--- Dataset extract ---

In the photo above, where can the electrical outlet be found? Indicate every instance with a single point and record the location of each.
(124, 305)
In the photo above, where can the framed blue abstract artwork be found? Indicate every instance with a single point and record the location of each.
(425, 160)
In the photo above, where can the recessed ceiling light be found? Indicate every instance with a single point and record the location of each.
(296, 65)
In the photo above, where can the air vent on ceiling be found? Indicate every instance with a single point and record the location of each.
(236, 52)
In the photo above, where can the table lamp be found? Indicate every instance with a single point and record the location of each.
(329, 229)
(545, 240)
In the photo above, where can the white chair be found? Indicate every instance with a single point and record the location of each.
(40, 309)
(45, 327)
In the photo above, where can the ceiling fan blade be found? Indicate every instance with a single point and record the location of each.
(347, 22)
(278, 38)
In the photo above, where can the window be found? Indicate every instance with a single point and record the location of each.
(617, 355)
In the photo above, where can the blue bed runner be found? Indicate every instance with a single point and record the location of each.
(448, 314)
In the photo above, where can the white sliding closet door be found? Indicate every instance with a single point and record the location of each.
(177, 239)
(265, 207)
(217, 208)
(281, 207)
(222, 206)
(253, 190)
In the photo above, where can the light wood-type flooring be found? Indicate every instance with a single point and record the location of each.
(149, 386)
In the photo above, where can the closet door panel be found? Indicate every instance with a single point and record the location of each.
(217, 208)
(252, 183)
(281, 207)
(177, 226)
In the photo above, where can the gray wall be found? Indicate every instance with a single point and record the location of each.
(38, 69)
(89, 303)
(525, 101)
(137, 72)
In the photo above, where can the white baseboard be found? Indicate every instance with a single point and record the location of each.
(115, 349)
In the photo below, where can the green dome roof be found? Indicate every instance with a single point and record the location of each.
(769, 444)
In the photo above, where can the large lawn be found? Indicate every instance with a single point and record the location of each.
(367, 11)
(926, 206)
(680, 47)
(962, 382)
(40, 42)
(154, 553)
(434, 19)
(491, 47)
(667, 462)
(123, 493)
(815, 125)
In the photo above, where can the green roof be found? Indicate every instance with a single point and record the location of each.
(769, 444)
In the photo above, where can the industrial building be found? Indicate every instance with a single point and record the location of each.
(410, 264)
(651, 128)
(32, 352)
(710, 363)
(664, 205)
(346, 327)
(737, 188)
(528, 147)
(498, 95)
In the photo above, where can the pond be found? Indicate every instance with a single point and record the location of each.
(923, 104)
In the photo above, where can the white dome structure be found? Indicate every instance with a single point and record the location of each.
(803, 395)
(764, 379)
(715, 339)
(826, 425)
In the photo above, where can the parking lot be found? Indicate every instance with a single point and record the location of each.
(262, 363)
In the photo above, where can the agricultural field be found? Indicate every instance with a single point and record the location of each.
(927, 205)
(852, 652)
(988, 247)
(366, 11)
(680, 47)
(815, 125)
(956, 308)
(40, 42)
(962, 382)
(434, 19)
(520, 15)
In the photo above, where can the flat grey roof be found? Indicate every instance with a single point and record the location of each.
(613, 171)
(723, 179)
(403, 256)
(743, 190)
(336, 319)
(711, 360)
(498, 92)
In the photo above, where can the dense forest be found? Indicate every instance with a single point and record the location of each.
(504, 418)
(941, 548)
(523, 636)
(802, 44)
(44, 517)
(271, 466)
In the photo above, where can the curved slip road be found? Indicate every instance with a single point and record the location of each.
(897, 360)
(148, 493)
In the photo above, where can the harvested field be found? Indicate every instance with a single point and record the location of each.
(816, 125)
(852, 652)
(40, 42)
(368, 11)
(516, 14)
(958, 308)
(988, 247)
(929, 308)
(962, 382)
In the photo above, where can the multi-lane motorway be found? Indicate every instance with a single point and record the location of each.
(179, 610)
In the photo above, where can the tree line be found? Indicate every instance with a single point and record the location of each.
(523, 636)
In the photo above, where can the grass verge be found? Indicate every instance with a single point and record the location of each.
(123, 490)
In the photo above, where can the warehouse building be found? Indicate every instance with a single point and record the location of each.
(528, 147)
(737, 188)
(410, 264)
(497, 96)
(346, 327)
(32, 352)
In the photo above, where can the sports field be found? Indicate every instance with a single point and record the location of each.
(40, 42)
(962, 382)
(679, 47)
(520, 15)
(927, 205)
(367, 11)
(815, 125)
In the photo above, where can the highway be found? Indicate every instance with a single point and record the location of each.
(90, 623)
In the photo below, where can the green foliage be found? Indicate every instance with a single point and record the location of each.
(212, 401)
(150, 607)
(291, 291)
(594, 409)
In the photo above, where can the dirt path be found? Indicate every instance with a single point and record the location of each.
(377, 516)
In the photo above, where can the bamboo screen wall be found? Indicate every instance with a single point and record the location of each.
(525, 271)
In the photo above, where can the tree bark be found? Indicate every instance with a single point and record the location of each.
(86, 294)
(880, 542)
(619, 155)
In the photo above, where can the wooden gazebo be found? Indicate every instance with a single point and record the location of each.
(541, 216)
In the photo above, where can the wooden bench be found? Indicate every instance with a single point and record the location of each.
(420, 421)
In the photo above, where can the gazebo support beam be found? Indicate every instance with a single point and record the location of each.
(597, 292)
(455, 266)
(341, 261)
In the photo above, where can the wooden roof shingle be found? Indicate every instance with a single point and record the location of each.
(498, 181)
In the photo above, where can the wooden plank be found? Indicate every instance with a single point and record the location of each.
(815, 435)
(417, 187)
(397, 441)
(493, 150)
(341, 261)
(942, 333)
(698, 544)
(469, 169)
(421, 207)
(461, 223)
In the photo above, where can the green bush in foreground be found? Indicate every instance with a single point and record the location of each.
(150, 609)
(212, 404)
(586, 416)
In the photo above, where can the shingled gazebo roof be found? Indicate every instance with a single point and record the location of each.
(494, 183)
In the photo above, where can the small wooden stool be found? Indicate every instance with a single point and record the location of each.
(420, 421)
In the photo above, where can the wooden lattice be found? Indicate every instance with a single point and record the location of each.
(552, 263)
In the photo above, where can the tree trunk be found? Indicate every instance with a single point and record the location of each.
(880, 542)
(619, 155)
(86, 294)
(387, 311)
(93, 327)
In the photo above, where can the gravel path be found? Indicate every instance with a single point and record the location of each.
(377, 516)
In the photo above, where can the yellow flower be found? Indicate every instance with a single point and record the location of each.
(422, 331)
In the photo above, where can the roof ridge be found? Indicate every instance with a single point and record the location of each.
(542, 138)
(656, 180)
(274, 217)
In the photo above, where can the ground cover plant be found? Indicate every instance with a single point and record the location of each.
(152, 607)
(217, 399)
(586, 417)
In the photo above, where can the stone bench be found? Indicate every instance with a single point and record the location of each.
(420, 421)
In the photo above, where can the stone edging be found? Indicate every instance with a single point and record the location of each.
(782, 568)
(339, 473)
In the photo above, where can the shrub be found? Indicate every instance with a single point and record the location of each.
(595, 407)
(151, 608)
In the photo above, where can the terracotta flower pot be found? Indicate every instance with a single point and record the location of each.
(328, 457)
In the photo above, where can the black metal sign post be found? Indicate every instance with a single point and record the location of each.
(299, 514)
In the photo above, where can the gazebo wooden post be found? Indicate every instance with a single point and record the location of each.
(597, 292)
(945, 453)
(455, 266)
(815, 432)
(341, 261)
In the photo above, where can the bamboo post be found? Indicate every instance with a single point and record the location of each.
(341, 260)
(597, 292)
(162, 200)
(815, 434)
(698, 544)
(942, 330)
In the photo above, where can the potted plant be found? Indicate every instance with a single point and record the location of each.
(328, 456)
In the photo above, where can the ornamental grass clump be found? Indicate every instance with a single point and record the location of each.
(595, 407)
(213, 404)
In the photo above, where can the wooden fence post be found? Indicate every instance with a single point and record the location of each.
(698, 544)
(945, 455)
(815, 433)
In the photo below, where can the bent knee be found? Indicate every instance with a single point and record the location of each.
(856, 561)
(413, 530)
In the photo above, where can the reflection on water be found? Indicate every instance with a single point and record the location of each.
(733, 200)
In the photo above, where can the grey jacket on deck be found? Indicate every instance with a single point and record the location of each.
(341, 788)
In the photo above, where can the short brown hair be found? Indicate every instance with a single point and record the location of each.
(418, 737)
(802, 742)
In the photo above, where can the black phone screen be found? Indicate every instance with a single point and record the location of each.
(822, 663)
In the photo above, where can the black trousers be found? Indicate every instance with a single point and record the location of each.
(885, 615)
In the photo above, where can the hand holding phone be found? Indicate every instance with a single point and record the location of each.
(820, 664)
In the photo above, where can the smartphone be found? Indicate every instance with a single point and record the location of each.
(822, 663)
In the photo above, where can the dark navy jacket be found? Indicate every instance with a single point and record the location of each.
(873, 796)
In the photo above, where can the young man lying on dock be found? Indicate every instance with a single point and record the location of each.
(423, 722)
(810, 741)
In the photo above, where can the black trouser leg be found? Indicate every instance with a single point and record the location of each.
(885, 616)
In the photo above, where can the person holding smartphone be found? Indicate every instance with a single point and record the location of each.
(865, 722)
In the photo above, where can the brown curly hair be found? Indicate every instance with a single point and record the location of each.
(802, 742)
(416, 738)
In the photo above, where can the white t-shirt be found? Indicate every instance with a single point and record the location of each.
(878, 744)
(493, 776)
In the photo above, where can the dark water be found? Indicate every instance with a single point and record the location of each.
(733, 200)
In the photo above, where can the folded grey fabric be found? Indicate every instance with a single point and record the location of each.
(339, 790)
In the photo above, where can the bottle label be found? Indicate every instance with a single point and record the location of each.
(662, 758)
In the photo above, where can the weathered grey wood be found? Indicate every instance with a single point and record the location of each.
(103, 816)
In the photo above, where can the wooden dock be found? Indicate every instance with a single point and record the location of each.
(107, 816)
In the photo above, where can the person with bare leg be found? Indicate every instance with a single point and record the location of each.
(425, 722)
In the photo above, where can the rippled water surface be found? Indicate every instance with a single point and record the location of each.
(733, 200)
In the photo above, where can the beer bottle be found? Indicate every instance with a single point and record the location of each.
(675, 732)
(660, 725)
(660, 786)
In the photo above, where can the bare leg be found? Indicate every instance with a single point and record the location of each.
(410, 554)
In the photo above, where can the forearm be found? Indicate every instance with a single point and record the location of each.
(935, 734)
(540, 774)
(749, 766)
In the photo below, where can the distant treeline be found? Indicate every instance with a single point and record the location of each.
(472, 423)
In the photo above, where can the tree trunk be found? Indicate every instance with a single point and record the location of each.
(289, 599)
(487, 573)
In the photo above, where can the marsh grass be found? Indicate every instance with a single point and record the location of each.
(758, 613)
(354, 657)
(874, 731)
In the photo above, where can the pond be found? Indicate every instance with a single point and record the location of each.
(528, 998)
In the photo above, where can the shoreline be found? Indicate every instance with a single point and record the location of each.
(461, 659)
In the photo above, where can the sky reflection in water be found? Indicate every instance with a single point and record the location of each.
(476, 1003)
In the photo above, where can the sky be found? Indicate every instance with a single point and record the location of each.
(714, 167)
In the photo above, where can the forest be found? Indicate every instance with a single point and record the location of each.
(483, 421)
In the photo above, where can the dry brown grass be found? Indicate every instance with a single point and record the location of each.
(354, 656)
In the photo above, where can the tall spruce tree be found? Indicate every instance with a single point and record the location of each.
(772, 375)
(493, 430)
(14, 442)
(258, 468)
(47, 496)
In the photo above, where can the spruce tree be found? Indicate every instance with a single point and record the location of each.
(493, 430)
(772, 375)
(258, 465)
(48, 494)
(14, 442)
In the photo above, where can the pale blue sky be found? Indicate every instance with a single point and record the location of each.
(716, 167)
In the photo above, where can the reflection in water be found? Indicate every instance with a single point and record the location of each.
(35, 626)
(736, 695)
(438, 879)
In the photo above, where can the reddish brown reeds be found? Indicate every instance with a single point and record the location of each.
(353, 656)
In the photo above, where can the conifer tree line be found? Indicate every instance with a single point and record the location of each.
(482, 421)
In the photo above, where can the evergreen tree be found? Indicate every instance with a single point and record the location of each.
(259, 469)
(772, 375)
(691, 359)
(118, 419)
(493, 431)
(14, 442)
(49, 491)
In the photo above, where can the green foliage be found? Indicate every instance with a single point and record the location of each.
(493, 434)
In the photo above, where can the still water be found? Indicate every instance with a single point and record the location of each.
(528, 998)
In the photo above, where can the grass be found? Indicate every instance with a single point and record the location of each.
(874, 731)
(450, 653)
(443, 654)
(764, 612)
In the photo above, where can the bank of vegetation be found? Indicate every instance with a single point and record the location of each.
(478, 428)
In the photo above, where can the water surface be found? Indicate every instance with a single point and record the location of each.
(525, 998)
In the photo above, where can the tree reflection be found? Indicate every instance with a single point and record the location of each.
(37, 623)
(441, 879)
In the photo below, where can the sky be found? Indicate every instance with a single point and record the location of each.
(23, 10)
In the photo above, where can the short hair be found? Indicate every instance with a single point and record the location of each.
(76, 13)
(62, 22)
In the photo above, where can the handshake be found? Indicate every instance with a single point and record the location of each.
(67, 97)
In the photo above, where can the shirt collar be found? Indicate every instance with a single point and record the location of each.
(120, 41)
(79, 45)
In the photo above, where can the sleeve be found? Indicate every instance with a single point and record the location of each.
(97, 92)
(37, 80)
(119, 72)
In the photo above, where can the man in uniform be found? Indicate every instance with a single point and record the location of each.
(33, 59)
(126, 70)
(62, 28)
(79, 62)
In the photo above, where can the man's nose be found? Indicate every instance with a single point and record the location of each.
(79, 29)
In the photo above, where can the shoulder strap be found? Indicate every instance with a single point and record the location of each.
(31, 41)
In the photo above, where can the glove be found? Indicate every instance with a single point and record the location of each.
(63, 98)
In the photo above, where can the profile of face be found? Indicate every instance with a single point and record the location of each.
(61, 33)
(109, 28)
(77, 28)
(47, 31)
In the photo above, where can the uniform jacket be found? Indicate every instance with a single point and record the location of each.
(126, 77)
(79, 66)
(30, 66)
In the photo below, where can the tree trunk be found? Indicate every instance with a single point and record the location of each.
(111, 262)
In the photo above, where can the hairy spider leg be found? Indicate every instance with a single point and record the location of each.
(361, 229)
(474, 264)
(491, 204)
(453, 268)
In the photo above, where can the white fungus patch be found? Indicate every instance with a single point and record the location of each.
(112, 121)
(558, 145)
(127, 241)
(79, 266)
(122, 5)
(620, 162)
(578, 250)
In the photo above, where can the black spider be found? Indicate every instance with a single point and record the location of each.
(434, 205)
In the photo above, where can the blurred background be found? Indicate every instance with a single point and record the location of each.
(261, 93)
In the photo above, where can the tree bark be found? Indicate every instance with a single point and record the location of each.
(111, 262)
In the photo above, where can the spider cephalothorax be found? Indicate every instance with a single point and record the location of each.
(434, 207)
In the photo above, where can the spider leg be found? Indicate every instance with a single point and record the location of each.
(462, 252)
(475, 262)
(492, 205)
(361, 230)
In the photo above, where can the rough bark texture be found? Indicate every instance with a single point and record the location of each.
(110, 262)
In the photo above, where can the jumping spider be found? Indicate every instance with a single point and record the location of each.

---

Everything from the line containing "In the photo above, where can the uniform" to the last line of the entries above should be quoted exactly, and only that.

In the photo above, where can the uniform jacket be found? Indicate every instance with a single point and record the location of each.
(126, 77)
(79, 66)
(30, 66)
In the photo below, where can the tree trunk be found? Indicate every instance with a single point and record the location of each.
(111, 262)
In the photo above, where can the hairy spider leg be found? Indicate every instance with a single point and record the location of each.
(361, 229)
(474, 264)
(491, 204)
(453, 268)
In the photo above, where can the white fungus patch be found? Indicate every instance with a single point and record the location of each.
(112, 121)
(558, 145)
(127, 241)
(79, 266)
(122, 5)
(620, 162)
(578, 250)
In the photo above, where can the black spider be found? Indicate every instance with a single point and record the location of each.
(434, 205)
In the photo above, where can the blurred background be found? Indicate every instance with a single point and record the location of each.
(261, 93)
In the photo above, where can the tree bark be found? Indicate every instance with a single point and record the location of each.
(111, 262)
In the photo above, where can the spider cephalothorax be found? Indicate every instance with a single point and record the location of each.
(434, 207)
In the photo above, where can the spider leg be found? Indicate every instance with a single point and record the location of each.
(462, 252)
(475, 262)
(492, 205)
(361, 230)
In the photo above, where can the rough bark texture be found? Indicate every instance with a single point and record the location of each.
(110, 262)
In the photo above, where can the jumping spider be found? Indicate every instance with a single point and record the location of each.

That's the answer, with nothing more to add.